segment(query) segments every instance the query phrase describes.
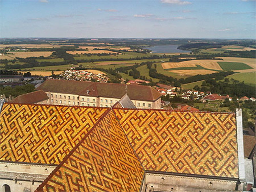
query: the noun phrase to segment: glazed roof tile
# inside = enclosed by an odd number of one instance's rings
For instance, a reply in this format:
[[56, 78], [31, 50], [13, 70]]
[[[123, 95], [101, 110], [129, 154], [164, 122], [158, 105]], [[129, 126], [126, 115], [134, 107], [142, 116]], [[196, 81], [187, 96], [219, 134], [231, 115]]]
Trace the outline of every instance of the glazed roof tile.
[[238, 178], [234, 114], [113, 110], [145, 170]]
[[5, 103], [0, 160], [58, 164], [106, 110]]
[[114, 112], [99, 121], [36, 191], [135, 191], [144, 172]]

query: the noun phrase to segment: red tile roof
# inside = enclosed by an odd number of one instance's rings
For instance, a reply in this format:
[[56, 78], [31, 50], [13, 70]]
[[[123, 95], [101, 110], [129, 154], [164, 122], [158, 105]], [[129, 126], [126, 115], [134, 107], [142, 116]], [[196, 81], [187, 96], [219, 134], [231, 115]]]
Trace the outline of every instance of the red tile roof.
[[46, 94], [41, 90], [19, 95], [11, 101], [15, 103], [32, 104], [47, 100], [49, 98]]
[[[121, 98], [125, 94], [125, 86], [117, 83], [47, 80], [36, 89], [54, 93]], [[127, 95], [132, 100], [154, 101], [161, 95], [150, 86], [126, 86]], [[89, 94], [87, 91], [89, 91]]]

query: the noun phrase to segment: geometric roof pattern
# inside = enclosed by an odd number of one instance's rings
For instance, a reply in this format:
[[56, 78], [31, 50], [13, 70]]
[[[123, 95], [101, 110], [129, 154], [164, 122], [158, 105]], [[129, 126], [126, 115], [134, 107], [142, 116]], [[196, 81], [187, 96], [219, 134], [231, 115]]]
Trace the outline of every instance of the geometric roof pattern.
[[36, 191], [139, 191], [144, 170], [114, 112], [98, 122]]
[[139, 190], [145, 171], [238, 178], [234, 113], [4, 104], [0, 160], [58, 165], [38, 191]]
[[59, 164], [107, 109], [5, 103], [0, 160]]
[[145, 170], [238, 177], [234, 114], [113, 110]]

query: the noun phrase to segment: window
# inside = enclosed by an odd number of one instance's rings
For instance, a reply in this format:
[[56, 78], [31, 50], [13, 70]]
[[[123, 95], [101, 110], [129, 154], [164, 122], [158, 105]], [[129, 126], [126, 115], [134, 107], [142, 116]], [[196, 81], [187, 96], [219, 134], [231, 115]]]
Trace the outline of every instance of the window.
[[5, 184], [2, 187], [3, 192], [11, 192], [11, 188], [8, 185]]

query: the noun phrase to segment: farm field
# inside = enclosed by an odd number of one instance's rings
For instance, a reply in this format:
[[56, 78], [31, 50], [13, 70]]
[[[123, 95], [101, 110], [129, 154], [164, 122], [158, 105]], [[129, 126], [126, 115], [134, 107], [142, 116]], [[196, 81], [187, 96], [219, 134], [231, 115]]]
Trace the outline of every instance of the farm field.
[[[3, 56], [8, 55], [9, 57], [12, 57], [15, 58], [15, 57], [22, 58], [26, 58], [30, 57], [40, 57], [43, 56], [44, 57], [48, 57], [51, 55], [53, 51], [35, 51], [34, 52], [8, 52], [9, 54], [4, 55], [0, 55], [0, 59], [4, 59], [6, 58], [3, 58]], [[10, 58], [9, 59], [13, 59]]]
[[163, 63], [162, 65], [164, 69], [178, 67], [196, 67], [199, 65], [204, 68], [210, 69], [222, 70], [222, 69], [216, 60], [202, 60], [186, 61], [179, 63]]
[[243, 63], [222, 62], [218, 62], [217, 63], [224, 71], [235, 71], [253, 69]]
[[216, 71], [214, 71], [207, 70], [206, 69], [195, 69], [193, 70], [174, 70], [172, 71], [172, 72], [179, 74], [185, 74], [190, 76], [195, 75], [196, 75], [198, 74], [206, 75], [207, 74], [211, 74], [216, 72]]
[[[23, 71], [63, 71], [67, 69], [70, 69], [71, 67], [76, 66], [72, 64], [69, 65], [51, 65], [50, 66], [46, 66], [41, 67], [35, 67], [30, 68], [25, 68], [21, 69]], [[14, 70], [20, 70], [19, 69], [16, 69]]]
[[114, 52], [107, 50], [90, 50], [89, 51], [66, 51], [67, 53], [72, 55], [77, 54], [81, 55], [82, 53], [116, 53], [121, 54], [120, 53]]
[[202, 80], [196, 82], [193, 82], [193, 83], [189, 83], [183, 84], [181, 85], [181, 87], [183, 89], [193, 89], [196, 85], [198, 85], [200, 87], [202, 85], [202, 83], [205, 80]]
[[36, 59], [36, 60], [39, 62], [59, 62], [63, 61], [64, 61], [64, 59], [63, 58], [56, 58], [55, 59]]
[[[44, 76], [49, 76], [51, 75], [51, 71], [18, 71], [18, 72], [26, 73], [29, 72], [32, 75], [41, 75]], [[62, 73], [62, 71], [54, 71], [55, 75], [58, 75]]]
[[251, 86], [256, 86], [256, 72], [236, 73], [227, 76], [230, 81], [231, 78]]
—————
Please reproduce every item above word for word, leaving out the pictures.

→ PROBLEM SOLUTION:
segment(query) segments every instance the query phrase describes.
query: the noun phrase to segment: glazed roof tile
# inside = enclosed by an odd number of one instance's rings
For instance, a reply in this format:
[[56, 78], [31, 50], [13, 70]]
[[[123, 95], [101, 110], [129, 154], [164, 122], [158, 105]], [[129, 126], [126, 115], [134, 107], [142, 116]], [[196, 81], [187, 96], [219, 134], [231, 115]]]
Trace the outline of every instance of the glazed roof tile.
[[238, 178], [234, 114], [113, 110], [145, 170]]
[[5, 103], [0, 160], [58, 164], [106, 110]]
[[114, 112], [99, 121], [36, 191], [135, 191], [144, 172]]

query: the noun phrase to segment: red tile roof
# inside = enclosed by an odd number of one instance's rings
For instance, a reply in this format:
[[56, 78], [31, 50], [13, 70]]
[[[123, 95], [101, 110], [129, 154], [164, 122], [158, 105]], [[129, 126], [126, 115], [134, 107], [142, 116]], [[196, 81], [187, 96], [219, 134], [231, 115]]]
Trace the outline of every instance of the red tile roof.
[[46, 94], [41, 90], [19, 95], [11, 101], [15, 103], [32, 104], [47, 100], [49, 98]]
[[[121, 98], [125, 94], [125, 86], [117, 83], [47, 80], [36, 89], [54, 93]], [[127, 95], [132, 100], [154, 101], [161, 95], [150, 86], [126, 86]], [[89, 94], [87, 91], [89, 91]]]

query: the noun phrase to segment: geometric roof pattern
# inside = enclosed by an odd number of one instance's rings
For instance, a reply in this format:
[[56, 78], [31, 50], [13, 70]]
[[[123, 95], [101, 110], [129, 154], [164, 122], [158, 105]], [[129, 126], [126, 115], [134, 107], [142, 116]], [[196, 81], [187, 96], [219, 134], [231, 115]]]
Trace the outline of every instance of the geometric roof pattern.
[[36, 191], [139, 191], [144, 170], [114, 112], [98, 122]]
[[139, 190], [145, 171], [238, 178], [234, 113], [4, 104], [0, 160], [58, 165], [38, 191]]
[[59, 164], [107, 109], [5, 103], [0, 160]]
[[145, 170], [238, 177], [234, 114], [113, 110]]

query: the noun phrase to segment: window
# inside = enclosed by an odd number of one instance's rings
For instance, a reply in this format:
[[56, 78], [31, 50], [13, 70]]
[[[123, 95], [101, 110], [129, 154], [164, 122], [158, 105]], [[129, 126], [126, 115], [134, 107], [142, 116]], [[196, 81], [187, 96], [219, 134], [231, 115]]]
Trace the outline of every instance of the window.
[[5, 184], [2, 187], [3, 192], [11, 192], [11, 188], [8, 185]]

query: the noun phrase to segment: farm field
# inside = enclosed by an odd number of one instance's rings
For instance, a reply in this format:
[[56, 78], [31, 50], [13, 70]]
[[[123, 95], [101, 110], [129, 154], [164, 122], [158, 105]], [[129, 126], [126, 115], [134, 107], [142, 116]], [[196, 81], [187, 96], [219, 134], [231, 115]]]
Trace the outline of every instance of the farm field.
[[[3, 56], [8, 55], [9, 57], [12, 57], [15, 58], [15, 57], [22, 58], [26, 58], [30, 57], [40, 57], [43, 56], [44, 57], [48, 57], [51, 55], [53, 51], [35, 51], [34, 52], [8, 52], [9, 54], [4, 55], [0, 55], [0, 59], [4, 59], [6, 58], [3, 58]], [[10, 58], [9, 59], [13, 59]]]
[[163, 63], [162, 65], [164, 69], [178, 67], [196, 67], [199, 65], [204, 68], [210, 69], [222, 70], [222, 69], [216, 60], [202, 60], [186, 61], [179, 63]]
[[243, 63], [222, 62], [218, 62], [217, 63], [224, 71], [235, 71], [253, 69]]
[[216, 71], [214, 71], [207, 70], [206, 69], [195, 69], [193, 70], [174, 70], [172, 71], [172, 72], [179, 74], [185, 74], [190, 76], [195, 75], [196, 75], [198, 74], [206, 75], [207, 74], [211, 74], [216, 72]]
[[[23, 71], [63, 71], [67, 69], [70, 69], [71, 67], [76, 66], [72, 64], [69, 65], [51, 65], [50, 66], [46, 66], [41, 67], [35, 67], [30, 68], [25, 68], [21, 69]], [[14, 70], [20, 70], [19, 69], [16, 69]]]
[[114, 52], [107, 50], [90, 50], [89, 51], [66, 51], [67, 53], [72, 55], [77, 54], [81, 55], [82, 53], [116, 53], [121, 54], [120, 53]]
[[202, 80], [196, 82], [193, 82], [193, 83], [189, 83], [183, 84], [181, 85], [181, 87], [183, 89], [193, 89], [196, 85], [198, 85], [200, 87], [202, 85], [202, 83], [205, 80]]
[[36, 59], [36, 60], [39, 62], [59, 62], [63, 61], [64, 61], [64, 59], [63, 58], [56, 58], [55, 59]]
[[[44, 76], [49, 76], [51, 75], [51, 71], [18, 71], [18, 72], [26, 73], [29, 72], [32, 75], [41, 75]], [[62, 73], [62, 71], [54, 71], [55, 75], [58, 75]]]
[[251, 86], [256, 86], [256, 72], [236, 73], [227, 76], [230, 81], [231, 78]]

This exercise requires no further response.